## Consigne
Répondez à ces questions sur le texte consacré aux attaques à l'acide au Cambodge :
1. En quelle année le gouvernement a-t-il adopté la loi qui punit ces attaques ?
2. Parmi les 81 personnes interrogées, combien ont survécu à une attaque à l'acide ?
3. Dans quelles provinces les attaques signalées depuis cette loi se trouvent-elles surtout ?

## Texte du document
——————
D'après un rapport de Human Rights Watch, la plupart des Cambodgiens qui ont survécu à une attaque à l’acide ne reçoivent pas le soutien légal auquel ils ont pourtant droit. Le gouvernement cambodgien considère que cette étude n'a que pour objectif de discréditer les responsables cambodgiens.

La plupart des Cambodgiens qui ont survécu à une attaque à l’acide ne reçoivent pas le soutien légal auquel ils ont pourtant droit, selon un rapport de Human Rights Watch publié le 4 février intitulé « Voilà à quoi ressemble l’enfer : Attaques violentes à l’acide au Cambodge ».

En 2012, le gouvernement a adopté une loi criminalisant ce type attaque, punie entre 10 et 20 ans de prison, et permettant aux victimes de recevoir des soins médicaux gratuits. Toutefois, le rapport de Human Rights Watch décrit une réalité bien différente. Le contenu de ce communiqué est basé sur des entretiens avec 81 personnes, dont 17 ayant survécu à des attaques à l’acide. La plupart affirment que tous les hôpitaux leur font payer leurs traitements. Une survivante déclare : « A chaque fois qu’ils prenaient mon sang, qu’ils donnaient des médicaments, ils me soutiraient de l’argent ». Selon l’ONG, les juges encouragent les familles à régler leurs différends hors des tribunaux.

Depuis l’adoption de la loi, 25 attaques à l’acide ont été signalées, particulièrement dans les provinces de Kampong Cham et de Tboung Khmum, où l'acide concentré est utilisé pour l'industrie du caoutchouc.
——————
## Informations
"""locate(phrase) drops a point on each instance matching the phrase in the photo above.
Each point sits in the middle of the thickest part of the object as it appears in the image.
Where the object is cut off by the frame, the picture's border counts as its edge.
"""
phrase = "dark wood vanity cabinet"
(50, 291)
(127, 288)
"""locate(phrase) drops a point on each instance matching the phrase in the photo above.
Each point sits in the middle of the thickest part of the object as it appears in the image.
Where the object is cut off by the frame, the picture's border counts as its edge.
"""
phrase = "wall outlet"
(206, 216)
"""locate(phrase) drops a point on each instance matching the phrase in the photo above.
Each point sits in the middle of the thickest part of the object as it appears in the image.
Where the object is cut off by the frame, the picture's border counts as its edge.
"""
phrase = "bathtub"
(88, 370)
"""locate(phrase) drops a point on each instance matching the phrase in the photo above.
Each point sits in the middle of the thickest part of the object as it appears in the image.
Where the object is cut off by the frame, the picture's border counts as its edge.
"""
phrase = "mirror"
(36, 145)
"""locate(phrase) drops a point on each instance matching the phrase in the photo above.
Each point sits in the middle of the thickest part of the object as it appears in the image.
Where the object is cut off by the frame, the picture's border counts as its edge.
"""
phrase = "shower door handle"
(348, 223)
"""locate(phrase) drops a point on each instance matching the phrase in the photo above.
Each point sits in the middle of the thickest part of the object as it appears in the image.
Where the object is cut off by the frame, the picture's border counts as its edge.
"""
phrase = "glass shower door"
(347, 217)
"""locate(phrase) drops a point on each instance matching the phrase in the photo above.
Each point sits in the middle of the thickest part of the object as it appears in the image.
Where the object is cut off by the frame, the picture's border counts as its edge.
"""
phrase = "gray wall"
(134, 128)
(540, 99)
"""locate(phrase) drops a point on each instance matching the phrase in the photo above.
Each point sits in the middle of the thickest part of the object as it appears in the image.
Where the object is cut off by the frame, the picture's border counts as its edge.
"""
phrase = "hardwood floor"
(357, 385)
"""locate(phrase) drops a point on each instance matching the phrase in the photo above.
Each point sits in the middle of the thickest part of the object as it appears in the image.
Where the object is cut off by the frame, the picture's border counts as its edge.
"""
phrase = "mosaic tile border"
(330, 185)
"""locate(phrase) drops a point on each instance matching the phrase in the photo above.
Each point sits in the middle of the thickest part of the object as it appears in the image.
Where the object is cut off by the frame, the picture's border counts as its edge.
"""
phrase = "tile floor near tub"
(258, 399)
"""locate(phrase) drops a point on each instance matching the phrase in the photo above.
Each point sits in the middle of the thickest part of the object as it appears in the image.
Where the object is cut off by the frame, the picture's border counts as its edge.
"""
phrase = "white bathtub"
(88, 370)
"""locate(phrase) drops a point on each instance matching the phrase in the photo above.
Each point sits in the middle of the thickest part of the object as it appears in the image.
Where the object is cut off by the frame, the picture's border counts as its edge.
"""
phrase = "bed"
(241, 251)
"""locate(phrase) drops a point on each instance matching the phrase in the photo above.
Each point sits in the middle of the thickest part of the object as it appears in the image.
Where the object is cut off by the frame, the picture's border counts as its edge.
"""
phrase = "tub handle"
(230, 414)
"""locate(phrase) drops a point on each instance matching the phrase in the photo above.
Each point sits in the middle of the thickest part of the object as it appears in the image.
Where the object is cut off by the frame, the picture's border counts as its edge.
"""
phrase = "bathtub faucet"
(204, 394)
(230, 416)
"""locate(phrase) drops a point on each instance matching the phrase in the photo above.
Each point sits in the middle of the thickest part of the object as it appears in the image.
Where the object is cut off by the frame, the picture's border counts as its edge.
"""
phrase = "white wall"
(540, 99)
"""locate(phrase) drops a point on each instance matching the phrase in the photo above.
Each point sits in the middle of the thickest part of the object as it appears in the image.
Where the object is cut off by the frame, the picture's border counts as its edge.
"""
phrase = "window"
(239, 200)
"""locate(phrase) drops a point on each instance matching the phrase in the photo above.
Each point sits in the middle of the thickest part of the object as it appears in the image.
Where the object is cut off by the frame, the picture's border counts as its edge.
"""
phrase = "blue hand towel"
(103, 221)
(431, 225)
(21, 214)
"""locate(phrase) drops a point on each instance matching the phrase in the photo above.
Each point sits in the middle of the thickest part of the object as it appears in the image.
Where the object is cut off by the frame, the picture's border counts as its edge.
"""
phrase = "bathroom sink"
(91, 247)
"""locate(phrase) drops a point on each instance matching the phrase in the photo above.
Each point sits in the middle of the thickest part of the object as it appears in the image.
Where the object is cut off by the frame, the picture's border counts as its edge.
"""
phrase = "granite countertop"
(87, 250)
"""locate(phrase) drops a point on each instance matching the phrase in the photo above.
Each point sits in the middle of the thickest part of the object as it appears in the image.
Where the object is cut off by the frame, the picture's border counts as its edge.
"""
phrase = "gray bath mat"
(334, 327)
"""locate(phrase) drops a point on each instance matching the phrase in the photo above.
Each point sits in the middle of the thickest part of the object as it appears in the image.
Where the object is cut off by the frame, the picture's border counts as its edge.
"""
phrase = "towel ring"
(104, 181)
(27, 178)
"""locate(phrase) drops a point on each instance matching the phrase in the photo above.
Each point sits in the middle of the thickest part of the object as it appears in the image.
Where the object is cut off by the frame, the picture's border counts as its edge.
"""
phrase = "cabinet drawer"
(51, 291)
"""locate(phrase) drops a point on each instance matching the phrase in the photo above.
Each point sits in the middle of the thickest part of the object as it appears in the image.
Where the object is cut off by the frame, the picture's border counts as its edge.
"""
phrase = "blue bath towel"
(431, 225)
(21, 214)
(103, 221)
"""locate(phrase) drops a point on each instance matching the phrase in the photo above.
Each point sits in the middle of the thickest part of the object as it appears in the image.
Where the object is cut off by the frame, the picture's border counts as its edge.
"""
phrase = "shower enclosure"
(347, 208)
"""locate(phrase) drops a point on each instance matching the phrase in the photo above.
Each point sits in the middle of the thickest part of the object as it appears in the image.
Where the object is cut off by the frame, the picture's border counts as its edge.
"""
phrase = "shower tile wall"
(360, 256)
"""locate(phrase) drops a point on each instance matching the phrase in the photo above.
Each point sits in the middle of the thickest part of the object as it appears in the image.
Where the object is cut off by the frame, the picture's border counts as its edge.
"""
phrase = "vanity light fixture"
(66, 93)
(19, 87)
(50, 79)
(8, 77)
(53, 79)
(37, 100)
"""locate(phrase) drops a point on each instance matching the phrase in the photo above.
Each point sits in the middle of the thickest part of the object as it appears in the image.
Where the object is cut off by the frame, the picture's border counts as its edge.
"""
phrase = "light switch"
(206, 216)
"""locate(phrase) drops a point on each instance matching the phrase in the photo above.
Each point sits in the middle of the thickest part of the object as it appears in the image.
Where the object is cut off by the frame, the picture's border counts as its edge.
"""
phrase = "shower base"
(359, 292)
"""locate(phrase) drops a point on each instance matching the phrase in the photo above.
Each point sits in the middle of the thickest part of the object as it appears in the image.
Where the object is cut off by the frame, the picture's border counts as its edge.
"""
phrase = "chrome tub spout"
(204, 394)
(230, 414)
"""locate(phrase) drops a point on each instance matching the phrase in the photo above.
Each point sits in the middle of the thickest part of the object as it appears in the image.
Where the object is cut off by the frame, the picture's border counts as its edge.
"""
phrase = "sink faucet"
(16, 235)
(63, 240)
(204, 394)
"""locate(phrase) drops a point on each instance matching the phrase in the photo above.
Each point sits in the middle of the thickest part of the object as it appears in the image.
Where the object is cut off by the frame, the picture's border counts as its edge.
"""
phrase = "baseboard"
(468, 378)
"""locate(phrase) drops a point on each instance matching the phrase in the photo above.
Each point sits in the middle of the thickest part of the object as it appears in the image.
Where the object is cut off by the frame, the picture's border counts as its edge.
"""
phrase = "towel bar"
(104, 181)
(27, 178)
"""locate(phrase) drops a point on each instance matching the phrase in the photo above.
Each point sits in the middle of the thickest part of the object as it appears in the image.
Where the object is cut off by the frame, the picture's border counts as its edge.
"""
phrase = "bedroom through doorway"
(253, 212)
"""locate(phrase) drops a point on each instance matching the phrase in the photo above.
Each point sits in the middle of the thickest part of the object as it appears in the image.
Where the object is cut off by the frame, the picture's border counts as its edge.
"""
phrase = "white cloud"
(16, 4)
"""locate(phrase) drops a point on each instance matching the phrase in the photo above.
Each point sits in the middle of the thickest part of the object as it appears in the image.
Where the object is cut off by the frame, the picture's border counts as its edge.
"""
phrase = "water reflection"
——————
## Réponse
1. En 2012.
2. 17 personnes.
3. Dans les provinces de Kampong Cham et de Tboung Khmum.